- Records supplied:
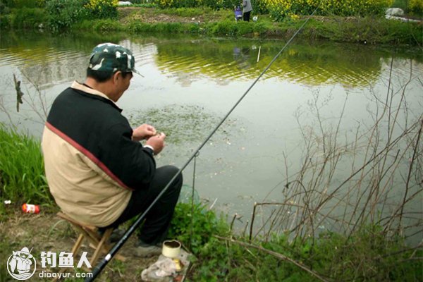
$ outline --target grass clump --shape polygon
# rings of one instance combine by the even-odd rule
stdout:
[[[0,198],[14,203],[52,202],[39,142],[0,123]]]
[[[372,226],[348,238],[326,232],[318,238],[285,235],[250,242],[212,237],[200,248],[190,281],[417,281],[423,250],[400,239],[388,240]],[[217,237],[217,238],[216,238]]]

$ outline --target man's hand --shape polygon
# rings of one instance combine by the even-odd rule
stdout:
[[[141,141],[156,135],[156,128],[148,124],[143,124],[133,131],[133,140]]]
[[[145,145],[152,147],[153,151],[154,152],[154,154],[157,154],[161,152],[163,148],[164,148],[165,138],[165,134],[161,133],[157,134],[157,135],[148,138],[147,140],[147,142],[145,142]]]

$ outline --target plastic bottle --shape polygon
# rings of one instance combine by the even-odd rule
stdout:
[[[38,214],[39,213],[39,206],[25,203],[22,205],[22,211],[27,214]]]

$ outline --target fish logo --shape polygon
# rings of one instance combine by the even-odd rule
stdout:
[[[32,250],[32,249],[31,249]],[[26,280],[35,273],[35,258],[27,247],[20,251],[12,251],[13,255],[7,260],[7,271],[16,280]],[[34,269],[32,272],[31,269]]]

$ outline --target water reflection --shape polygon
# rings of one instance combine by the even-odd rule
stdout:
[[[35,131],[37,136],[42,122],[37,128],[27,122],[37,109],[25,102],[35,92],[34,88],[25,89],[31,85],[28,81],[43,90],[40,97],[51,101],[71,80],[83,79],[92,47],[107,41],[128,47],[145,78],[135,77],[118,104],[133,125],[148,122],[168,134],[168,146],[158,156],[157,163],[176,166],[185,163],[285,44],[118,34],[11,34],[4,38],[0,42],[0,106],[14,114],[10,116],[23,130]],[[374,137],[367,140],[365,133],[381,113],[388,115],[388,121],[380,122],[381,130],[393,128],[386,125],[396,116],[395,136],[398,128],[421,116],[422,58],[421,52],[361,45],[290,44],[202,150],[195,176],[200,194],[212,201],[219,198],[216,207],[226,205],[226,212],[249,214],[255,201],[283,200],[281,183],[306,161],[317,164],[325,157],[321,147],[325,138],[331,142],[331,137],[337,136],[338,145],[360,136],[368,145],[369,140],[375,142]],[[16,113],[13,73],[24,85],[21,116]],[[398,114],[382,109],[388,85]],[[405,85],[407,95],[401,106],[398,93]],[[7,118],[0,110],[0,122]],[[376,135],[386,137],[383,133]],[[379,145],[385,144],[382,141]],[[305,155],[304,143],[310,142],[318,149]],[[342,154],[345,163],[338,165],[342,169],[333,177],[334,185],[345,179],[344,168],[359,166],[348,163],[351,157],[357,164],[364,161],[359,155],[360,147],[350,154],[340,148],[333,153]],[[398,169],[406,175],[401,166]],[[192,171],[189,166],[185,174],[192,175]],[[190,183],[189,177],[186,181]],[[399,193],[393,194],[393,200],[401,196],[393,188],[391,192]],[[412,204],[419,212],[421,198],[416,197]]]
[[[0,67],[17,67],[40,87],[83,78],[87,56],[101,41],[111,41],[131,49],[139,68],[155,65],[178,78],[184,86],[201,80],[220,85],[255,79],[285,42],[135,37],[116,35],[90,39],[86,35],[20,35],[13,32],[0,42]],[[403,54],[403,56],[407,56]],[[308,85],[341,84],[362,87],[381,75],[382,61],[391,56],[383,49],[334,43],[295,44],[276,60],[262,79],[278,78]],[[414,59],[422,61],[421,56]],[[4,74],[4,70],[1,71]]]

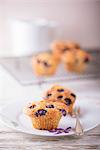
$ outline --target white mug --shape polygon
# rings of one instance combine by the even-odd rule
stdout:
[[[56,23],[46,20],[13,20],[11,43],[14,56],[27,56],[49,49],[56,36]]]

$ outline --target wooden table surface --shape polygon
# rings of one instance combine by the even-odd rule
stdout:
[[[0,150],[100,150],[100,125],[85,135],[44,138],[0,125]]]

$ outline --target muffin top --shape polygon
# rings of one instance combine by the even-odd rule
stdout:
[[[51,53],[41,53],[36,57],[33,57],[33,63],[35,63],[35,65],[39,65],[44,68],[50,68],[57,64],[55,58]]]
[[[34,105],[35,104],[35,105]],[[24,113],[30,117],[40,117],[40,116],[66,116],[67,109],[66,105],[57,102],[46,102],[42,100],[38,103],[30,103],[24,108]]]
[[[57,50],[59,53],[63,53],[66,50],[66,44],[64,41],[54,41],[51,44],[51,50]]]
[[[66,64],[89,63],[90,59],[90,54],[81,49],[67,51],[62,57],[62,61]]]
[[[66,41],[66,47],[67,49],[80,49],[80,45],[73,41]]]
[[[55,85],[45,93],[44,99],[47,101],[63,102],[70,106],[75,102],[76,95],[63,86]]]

- Given instruction:
Reproduce every line of the records above exactly, leaving the pictures out of your answer.

- Written response:
$ outline --target grass clump --shape polygon
# rings of one instance combine by the even-odd rule
stdout:
[[[0,198],[14,203],[52,202],[39,142],[0,123]]]
[[[372,226],[348,238],[326,232],[318,238],[285,235],[250,242],[212,237],[200,248],[190,281],[417,281],[423,250],[400,239],[388,240]],[[217,237],[217,238],[216,238]]]

$ outline --target man's hand --shape polygon
# rings of one instance combine by the even-odd rule
stdout:
[[[141,141],[156,135],[156,128],[148,124],[143,124],[133,131],[133,140]]]
[[[145,145],[152,147],[153,151],[154,152],[154,154],[157,154],[161,152],[163,148],[164,148],[165,138],[165,134],[161,133],[157,134],[157,135],[148,138],[147,140],[147,142],[145,142]]]

$ outline --target plastic bottle --shape polygon
# rings of one instance combine by the even-odd rule
stdout:
[[[38,214],[39,213],[39,206],[25,203],[22,205],[22,211],[27,214]]]

$ outline --target fish logo --shape polygon
# rings of one instance combine by the even-odd rule
stdout:
[[[32,250],[32,249],[31,249]],[[26,280],[35,273],[35,258],[27,247],[20,251],[12,251],[13,255],[7,260],[7,271],[16,280]],[[34,269],[32,272],[31,269]]]

$ outline --target water reflection --shape polygon
# rings of one instance combine by the even-odd rule
stdout:
[[[35,131],[37,136],[42,122],[37,128],[27,122],[37,109],[25,102],[35,92],[34,88],[25,89],[31,85],[28,81],[43,90],[40,97],[51,101],[71,80],[83,79],[92,47],[107,41],[128,47],[145,78],[135,77],[118,104],[133,125],[148,122],[168,134],[168,146],[158,156],[157,163],[176,166],[185,163],[285,44],[118,34],[11,34],[4,38],[0,42],[0,106],[14,114],[10,116],[23,130]],[[374,137],[367,140],[365,133],[381,113],[388,115],[388,121],[380,122],[381,130],[393,128],[386,125],[396,116],[395,136],[398,128],[421,116],[422,58],[421,52],[361,45],[290,44],[202,150],[195,176],[200,194],[212,201],[219,198],[216,207],[226,205],[226,212],[249,214],[255,201],[283,200],[281,183],[306,161],[317,164],[325,157],[321,147],[325,138],[331,142],[331,137],[337,136],[338,145],[360,136],[368,145],[369,140],[375,142]],[[16,113],[13,73],[24,85],[21,116]],[[398,114],[382,109],[388,85]],[[405,85],[407,95],[401,106],[398,93]],[[7,118],[0,110],[0,122]],[[376,135],[386,137],[383,133]],[[379,145],[385,144],[382,141]],[[305,155],[304,143],[310,142],[318,149]],[[342,154],[345,163],[338,165],[342,169],[333,177],[334,185],[345,179],[344,168],[359,166],[348,163],[351,157],[357,164],[364,161],[359,155],[360,147],[350,154],[340,148],[333,153]],[[398,169],[406,175],[401,166]],[[192,171],[189,166],[185,174],[192,175]],[[190,183],[189,177],[186,181]],[[399,193],[393,194],[393,200],[401,196],[393,188],[391,192]],[[412,204],[419,212],[421,198],[416,197]]]
[[[0,67],[17,67],[40,87],[83,78],[87,56],[101,41],[111,41],[131,49],[139,68],[155,65],[178,78],[184,86],[201,80],[220,85],[255,79],[285,42],[135,37],[116,35],[90,39],[86,35],[20,35],[13,32],[0,42]],[[403,54],[403,56],[407,56]],[[308,85],[341,84],[362,87],[381,75],[382,61],[391,56],[383,49],[334,43],[295,44],[276,60],[262,79],[278,78]],[[414,59],[422,61],[421,56]],[[4,74],[4,70],[1,71]]]

$ outline --target white mug --shape polygon
# rings of one instance combine by the even-odd rule
stdout:
[[[56,23],[46,20],[13,20],[11,43],[14,56],[27,56],[49,49],[56,36]]]

$ outline --target wooden table surface --shape polygon
# rings of one instance combine by the even-odd rule
stdout:
[[[0,150],[100,150],[100,125],[85,135],[44,138],[0,125]]]

$ outline --target muffin top --shape polygon
# rings of one instance combine by the even-odd rule
stdout:
[[[51,53],[41,53],[36,57],[33,57],[33,63],[35,63],[35,65],[39,65],[44,68],[50,68],[57,64],[55,58]]]
[[[34,105],[35,104],[35,105]],[[24,113],[30,117],[40,117],[40,116],[66,116],[67,109],[66,105],[57,102],[46,102],[42,100],[38,103],[30,103],[24,108]]]
[[[57,50],[59,53],[63,53],[66,50],[66,44],[64,41],[54,41],[51,44],[51,50]]]
[[[66,64],[89,63],[90,59],[90,54],[81,49],[67,51],[62,57],[62,61]]]
[[[66,41],[66,47],[67,49],[80,49],[80,45],[73,41]]]
[[[55,85],[45,93],[44,99],[47,101],[63,102],[70,106],[75,102],[76,95],[63,86]]]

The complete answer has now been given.